> **PASSAGE EXTRAIT**:
+ + + +
C’est l’Ayd-Serir, la petite fête, le jour des cadeaux et des friandises, des visites, des embrassades familiales, le jour qui, pour la gent porte-turban, est un peu ce que sont pour nous le premier de l’an et la Noël.


Rien n’est triste d’ordinaire comme les cimetières qui s’étendent, tache blanche chaque jour élargie, aux abords des villes et des villages arabes, sans ombre, sans clôture, se confondant avec les champs cultivés et les bosquets d’oliviers sous lesquels leur lisière indéterminée s’égare ! A un bout, — où l’on ensevelit encore, — les tombes sont neuves, fraîches crépies ; à l’autre extrémité, le blocage grossier se disloque, montrant à fleur de terre des crânes, des débris de squelette. Les turbans de pierre taillée, que le musulman paresseux remplace aujourd’hui par une simple brique posée sur champ, gisent dans les herbes stériles. Tout sent la ruine et l’abandon. Rarement on aperçoit un homme qui prie ou deux femmes, veuves d’un même mari, en train de balayer la poussière d’une dalle.

Mais aujourd’hui la funèbre colline est en joie. Les femmes, ombres blanches et noires, y circulent, nombreuses, ou causent assises en rond. Dans quelques petites enceintes particulières, closes d’un mur si bas et si facile à enjamber qu’on n’y a pas pratiqué de porte, des familles sont réunies ; les pères ont l’habit des grands jours, les enfants vêtus de bleu, de blanc, de rose, se poursuivent et chevauchent le mur… Derrière, comme fond au tableau, une pente d’oliviers, puis les dunes et la mer frissonnant dans la claire lumière matinale.
+ + + +
> **CONSIGNE 1**: Remplacez "friandises" par "sucreries" dans la portion du passage allant de "C’est l’Ayd-Serir, la" jusqu'à "et la Noël.", puis recopiez-la.
> **CONSIGNE 2**: Poursuivez le passage sur l'Ayd-Serir au cimetière après sa dernière phrase.
La liste ci-dessous est un document sans lien avec le passage.

> **DONNÉES FOURNIES**:
+ + + +
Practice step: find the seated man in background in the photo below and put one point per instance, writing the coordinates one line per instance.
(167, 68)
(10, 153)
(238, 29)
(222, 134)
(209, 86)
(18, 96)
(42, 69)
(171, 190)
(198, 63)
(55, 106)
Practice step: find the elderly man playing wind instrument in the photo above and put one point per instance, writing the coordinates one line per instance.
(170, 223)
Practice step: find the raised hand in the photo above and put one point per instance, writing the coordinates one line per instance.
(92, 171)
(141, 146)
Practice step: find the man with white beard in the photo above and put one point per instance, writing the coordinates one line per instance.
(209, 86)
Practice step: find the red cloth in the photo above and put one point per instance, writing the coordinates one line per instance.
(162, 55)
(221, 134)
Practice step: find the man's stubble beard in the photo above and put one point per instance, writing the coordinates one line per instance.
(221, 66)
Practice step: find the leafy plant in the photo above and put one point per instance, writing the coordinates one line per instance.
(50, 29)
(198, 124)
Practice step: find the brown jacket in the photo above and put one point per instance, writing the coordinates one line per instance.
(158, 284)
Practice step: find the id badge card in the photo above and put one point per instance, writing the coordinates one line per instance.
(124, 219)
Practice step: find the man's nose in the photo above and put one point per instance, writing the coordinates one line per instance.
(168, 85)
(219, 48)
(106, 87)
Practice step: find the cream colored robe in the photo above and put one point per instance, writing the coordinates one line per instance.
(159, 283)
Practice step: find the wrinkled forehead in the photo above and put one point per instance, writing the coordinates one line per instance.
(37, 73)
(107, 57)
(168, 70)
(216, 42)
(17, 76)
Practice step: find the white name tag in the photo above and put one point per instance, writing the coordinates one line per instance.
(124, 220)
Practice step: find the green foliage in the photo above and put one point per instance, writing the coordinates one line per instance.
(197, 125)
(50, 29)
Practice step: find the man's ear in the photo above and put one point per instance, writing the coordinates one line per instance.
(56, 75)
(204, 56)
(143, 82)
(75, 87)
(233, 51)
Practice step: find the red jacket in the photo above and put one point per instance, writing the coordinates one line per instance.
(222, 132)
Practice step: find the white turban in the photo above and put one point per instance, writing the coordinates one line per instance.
+ + + +
> **RÉPONSE 1**:
C’est l’Ayd-Serir, la petite fête, le jour des cadeaux et des sucreries, des visites, des embrassades familiales, le jour qui, pour la gent porte-turban, est un peu ce que sont pour nous le premier de l’an et la Noël.

> **RÉPONSE 2**:
Les souks sont déserts : marchands absents et volets fermés ! Mon pas sonne sous leurs voûtes sombres où, de loin en loin, par une ouverture que festonnent des toiles d’araignées, descend un rayon perpendiculaire comme un poteau d’or.

Dans les rues, tout le monde s’embrasse, l’œillet ou le jasmin sur l’oreille. Tout le monde a sa djebba de fête, rouge, bleu clair, et brodée ton sur ton sur la poitrine, sur le dos, sur les coutures et autour des manches ; le double gilet : l’un fermé montant jusqu’au cou, l’autre accompagnant en manière de transparent l’ouverture de la djebba, et orné d’un encadrement de boutons serrés, pareils à des grelots ; la ceinture de soie roulée autour du caleçon ; le burnous souple et blanc porté en besace, sans compter le turban neuf et la calotte réjouissante à voir comme un coquelicot frais éclos. Mahmoud le janissaire, que je rencontre, a des souliers vernis, bizarrement agrémentés sur le cou-de-pied de languettes à jour inutiles mais décoratives. Devant la porte de la mosquée, où de gros clous dessinent des arabesques autour de ferrures en forme de croissant, un bel Arabe se met pieds nus et confie ses sandales à un jeune décrotteur maltais. Il suit l’opération évidemment nouvelle pour lui avec un intérêt joyeux qui n’est pas exempt d’inquiétude.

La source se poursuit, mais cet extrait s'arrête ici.